## Records provided
=== Section Start ===

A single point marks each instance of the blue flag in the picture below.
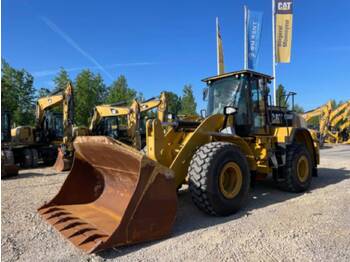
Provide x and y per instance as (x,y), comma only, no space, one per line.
(254,27)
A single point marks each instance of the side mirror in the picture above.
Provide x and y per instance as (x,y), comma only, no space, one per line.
(229,110)
(205,93)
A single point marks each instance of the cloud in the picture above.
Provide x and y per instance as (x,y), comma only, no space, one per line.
(49,72)
(336,48)
(72,43)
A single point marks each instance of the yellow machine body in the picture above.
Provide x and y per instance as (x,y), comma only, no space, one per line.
(115,195)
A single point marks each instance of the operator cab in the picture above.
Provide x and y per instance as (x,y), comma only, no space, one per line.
(247,92)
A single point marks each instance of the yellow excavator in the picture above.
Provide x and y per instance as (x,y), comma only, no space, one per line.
(324,113)
(126,124)
(70,131)
(8,164)
(33,144)
(115,195)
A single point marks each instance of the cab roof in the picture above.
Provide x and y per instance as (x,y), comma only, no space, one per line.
(238,73)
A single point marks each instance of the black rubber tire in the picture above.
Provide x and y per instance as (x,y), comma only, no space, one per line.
(291,182)
(204,170)
(35,157)
(27,158)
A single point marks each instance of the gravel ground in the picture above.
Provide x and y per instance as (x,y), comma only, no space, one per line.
(274,226)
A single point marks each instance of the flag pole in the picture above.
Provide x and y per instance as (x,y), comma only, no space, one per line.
(217,46)
(245,39)
(274,53)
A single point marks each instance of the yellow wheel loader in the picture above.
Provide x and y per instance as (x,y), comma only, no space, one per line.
(114,195)
(324,113)
(339,117)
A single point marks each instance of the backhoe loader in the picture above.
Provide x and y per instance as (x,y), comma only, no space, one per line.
(115,195)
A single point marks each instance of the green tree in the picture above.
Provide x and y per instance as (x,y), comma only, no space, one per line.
(61,80)
(188,102)
(17,94)
(42,92)
(120,91)
(174,102)
(89,92)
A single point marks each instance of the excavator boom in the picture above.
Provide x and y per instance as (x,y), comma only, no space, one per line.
(113,196)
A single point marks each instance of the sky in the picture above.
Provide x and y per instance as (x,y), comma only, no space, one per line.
(163,45)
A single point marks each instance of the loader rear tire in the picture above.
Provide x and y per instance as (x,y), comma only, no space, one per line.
(297,172)
(219,178)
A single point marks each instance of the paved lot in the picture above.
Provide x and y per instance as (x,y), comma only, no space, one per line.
(274,226)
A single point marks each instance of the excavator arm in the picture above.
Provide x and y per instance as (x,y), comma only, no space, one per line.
(103,111)
(46,103)
(160,103)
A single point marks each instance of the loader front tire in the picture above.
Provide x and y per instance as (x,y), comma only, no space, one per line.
(219,178)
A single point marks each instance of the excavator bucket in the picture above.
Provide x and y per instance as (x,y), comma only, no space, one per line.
(113,196)
(62,163)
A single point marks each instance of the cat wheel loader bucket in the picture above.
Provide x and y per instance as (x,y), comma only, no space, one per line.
(62,163)
(113,196)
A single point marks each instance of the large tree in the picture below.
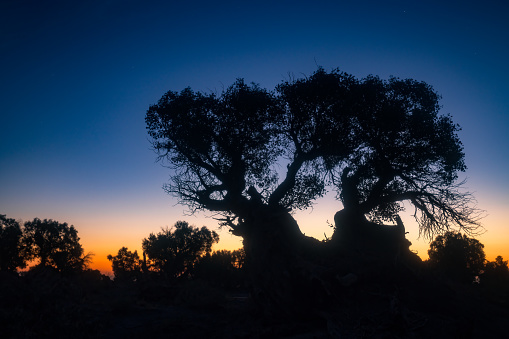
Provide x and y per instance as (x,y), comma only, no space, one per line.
(255,156)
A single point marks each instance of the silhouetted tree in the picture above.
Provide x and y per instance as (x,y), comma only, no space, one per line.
(54,244)
(173,252)
(457,256)
(11,251)
(126,265)
(255,156)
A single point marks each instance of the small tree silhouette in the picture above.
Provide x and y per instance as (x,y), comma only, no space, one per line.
(11,250)
(173,252)
(457,256)
(55,244)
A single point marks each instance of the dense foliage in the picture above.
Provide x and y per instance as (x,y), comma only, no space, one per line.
(174,252)
(54,244)
(378,142)
(126,265)
(12,254)
(457,256)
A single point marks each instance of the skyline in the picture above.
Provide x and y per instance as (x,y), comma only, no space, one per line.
(79,77)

=== Section End ===

## Your assignment
Beginning at the first line of the listing, print each line exactly until and including the one that has "A single point marks each instance of the cloud"; skip pictures.

## Solved problem
A single point marks each instance of the blue flag in the picture below.
Provide x and y per instance as (x,y), comma only, no space, one per line.
(254,27)
A single point marks each instance of the side mirror in the picture above.
Provide x and y per instance as (x,y), comma only, no space, one per line.
(229,110)
(205,93)
A single point marks each instance of the cloud in the picture above.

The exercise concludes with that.